REQUIREMENT
Swap "instance" for "occurrence" in the stretch from the line containing "Find the tropical" through the line containing "[(341, 264)]", and return only those lines with nothing else changed.

─── MATERIAL FOR THIS EXERCISE

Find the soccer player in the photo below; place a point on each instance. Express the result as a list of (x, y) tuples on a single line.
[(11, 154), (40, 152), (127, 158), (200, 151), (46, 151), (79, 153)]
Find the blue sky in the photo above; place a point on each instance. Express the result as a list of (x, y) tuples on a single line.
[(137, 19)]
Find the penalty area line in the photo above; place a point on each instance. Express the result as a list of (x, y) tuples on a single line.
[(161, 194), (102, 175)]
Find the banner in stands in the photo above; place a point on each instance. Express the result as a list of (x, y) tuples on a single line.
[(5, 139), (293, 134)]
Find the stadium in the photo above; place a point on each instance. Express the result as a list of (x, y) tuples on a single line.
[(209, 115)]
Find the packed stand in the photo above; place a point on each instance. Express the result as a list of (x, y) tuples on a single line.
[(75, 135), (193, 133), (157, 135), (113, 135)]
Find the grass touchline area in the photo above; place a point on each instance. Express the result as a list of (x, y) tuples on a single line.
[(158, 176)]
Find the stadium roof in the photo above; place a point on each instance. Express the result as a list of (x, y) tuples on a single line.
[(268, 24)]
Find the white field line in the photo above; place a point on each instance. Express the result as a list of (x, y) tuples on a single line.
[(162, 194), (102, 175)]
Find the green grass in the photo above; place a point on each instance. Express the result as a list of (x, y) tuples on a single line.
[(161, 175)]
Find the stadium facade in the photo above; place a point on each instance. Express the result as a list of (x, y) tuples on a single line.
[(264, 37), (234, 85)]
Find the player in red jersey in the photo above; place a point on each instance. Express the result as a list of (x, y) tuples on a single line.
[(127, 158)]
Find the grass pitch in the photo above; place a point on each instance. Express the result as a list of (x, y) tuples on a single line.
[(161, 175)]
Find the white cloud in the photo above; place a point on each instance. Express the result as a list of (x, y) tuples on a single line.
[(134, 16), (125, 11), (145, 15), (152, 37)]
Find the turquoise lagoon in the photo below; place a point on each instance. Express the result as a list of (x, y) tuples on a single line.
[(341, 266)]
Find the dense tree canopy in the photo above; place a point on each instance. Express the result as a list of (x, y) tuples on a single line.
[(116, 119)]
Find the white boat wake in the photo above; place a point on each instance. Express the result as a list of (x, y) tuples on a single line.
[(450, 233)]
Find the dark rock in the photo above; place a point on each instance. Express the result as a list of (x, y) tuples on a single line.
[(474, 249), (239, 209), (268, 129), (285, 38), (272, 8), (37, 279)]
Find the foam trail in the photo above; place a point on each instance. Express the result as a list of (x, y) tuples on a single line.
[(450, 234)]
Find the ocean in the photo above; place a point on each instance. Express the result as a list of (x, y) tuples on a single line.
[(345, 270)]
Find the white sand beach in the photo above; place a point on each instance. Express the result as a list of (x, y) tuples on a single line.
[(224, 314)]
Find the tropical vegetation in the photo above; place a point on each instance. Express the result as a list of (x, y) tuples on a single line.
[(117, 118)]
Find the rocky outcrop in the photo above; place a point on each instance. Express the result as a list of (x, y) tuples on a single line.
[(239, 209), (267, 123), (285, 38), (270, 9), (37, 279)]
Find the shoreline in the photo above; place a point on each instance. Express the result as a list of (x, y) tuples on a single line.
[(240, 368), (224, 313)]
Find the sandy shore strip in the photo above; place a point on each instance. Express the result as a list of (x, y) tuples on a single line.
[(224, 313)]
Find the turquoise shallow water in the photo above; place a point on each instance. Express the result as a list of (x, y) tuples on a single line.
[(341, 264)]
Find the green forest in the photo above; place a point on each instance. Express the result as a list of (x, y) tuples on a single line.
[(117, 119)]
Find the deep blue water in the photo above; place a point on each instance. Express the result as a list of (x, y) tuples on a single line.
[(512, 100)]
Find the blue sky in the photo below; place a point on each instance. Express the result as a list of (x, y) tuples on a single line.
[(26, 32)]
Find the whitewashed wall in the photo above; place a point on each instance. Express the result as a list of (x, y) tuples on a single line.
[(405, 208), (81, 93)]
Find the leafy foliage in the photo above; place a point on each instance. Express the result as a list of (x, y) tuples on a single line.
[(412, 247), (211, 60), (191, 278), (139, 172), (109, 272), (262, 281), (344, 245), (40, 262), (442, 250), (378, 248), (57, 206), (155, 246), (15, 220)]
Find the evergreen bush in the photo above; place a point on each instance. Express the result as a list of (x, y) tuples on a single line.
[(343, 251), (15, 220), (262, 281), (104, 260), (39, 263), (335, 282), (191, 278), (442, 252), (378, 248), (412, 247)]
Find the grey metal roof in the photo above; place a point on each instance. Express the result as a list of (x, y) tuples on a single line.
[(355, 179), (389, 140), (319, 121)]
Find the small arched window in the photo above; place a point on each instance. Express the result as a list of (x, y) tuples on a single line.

──────

OUTPUT FOR THIS EXERCISE
Find the tropical vegetation in the photo above; place a point on each occurrence. Express the result as a list of (x, y) tuples on a single line.
[(117, 118)]
Find the rocky outcrop in the photo above; place a point on each occurrence. Express the result as a list of (x, y) tuples on a single line.
[(239, 209), (267, 123), (285, 38), (270, 9), (37, 279)]
Find the shoreline in the photo above; place a point on each occurrence. Express the result as a list of (x, y) tuples on a single line.
[(240, 368), (224, 313)]
Find the sandy shore strip in the photo above; place a point on each occurrence. Express the result as a list of (x, y) tuples on a single line.
[(224, 313)]
Find the turquoise shallow water in the photo above; place a point on each occurrence. Express the result as a list of (x, y) tuples on a single line.
[(341, 264)]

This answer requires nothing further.